- PROBLEM REQUIREMENTS: Look for the string "back" in the data below, and copy each line that holds it.

- DATA IN THIS EXERCISE:
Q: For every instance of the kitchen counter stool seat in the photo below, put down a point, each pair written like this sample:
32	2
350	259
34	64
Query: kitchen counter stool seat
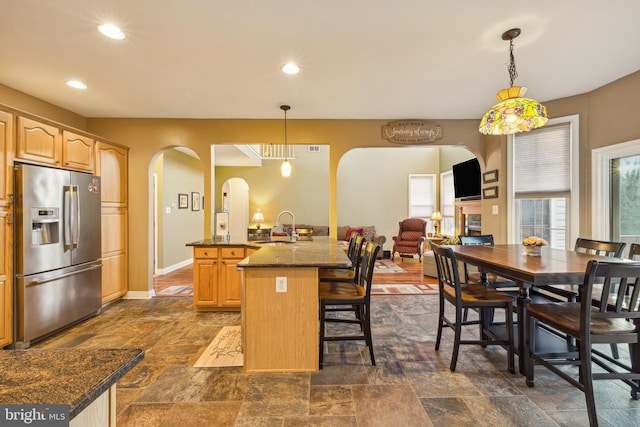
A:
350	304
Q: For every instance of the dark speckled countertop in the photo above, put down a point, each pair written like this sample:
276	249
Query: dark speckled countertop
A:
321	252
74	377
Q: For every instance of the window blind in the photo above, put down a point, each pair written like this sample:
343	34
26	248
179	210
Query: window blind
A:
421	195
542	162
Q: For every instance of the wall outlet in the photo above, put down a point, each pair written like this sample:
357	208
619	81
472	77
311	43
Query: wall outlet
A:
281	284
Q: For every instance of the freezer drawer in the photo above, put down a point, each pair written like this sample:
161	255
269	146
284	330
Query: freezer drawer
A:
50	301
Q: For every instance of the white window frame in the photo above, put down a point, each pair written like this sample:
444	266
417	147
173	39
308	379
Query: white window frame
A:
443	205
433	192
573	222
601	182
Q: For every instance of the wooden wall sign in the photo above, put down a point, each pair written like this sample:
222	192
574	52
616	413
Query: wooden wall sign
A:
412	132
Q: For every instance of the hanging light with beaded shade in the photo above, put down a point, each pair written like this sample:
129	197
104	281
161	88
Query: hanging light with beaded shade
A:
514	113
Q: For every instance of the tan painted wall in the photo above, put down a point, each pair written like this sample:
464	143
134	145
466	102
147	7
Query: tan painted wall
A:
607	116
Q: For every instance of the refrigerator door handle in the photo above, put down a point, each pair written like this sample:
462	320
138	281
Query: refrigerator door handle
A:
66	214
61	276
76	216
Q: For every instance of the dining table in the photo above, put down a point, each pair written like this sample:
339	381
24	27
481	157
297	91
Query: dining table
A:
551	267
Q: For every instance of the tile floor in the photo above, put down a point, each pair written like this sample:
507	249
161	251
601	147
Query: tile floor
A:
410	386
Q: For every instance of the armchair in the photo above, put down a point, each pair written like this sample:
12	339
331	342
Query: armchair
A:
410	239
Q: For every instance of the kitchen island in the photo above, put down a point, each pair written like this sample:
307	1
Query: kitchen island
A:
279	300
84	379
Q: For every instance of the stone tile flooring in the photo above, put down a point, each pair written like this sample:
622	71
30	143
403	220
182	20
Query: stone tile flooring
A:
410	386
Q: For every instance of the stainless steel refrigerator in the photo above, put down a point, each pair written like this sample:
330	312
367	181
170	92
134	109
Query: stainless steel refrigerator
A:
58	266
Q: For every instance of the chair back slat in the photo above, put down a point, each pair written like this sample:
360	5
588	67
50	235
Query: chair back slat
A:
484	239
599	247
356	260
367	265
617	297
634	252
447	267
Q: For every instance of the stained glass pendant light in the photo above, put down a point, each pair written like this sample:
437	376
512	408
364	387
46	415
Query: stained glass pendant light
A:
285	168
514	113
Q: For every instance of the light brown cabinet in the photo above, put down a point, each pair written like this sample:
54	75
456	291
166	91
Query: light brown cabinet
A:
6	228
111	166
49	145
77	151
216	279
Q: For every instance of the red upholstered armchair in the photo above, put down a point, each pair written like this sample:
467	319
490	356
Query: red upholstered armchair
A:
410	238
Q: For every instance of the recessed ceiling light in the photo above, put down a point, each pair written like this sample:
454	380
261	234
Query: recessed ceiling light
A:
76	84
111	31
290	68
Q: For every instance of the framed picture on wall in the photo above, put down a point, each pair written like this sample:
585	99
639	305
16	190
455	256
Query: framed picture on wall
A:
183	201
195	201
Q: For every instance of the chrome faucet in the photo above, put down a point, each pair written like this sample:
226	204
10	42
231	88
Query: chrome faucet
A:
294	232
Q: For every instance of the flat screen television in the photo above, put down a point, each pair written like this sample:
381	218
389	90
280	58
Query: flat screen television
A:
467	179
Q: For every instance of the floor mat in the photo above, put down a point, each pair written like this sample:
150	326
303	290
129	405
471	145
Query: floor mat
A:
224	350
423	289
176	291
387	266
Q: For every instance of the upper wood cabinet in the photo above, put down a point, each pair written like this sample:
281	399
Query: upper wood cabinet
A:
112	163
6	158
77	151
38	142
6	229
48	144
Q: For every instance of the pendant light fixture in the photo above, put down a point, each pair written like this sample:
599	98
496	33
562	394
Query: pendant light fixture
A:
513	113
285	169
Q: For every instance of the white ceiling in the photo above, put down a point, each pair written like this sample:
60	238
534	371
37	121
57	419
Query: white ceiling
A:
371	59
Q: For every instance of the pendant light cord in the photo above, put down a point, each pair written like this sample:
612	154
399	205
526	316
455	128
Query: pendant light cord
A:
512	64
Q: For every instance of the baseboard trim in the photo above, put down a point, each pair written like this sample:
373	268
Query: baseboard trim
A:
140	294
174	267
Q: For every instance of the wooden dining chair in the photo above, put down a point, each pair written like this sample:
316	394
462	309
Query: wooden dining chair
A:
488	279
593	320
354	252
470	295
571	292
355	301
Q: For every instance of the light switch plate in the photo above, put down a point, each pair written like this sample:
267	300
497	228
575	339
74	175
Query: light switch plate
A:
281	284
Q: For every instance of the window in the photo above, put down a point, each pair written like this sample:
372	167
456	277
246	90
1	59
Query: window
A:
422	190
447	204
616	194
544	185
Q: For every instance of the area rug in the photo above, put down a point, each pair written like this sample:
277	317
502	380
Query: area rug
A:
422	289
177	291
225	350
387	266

- TASK RESPONSE:
Q: For every instance of the chair back slat in the photo above, put down a point, each pair written like this sample:
Query: chair back slat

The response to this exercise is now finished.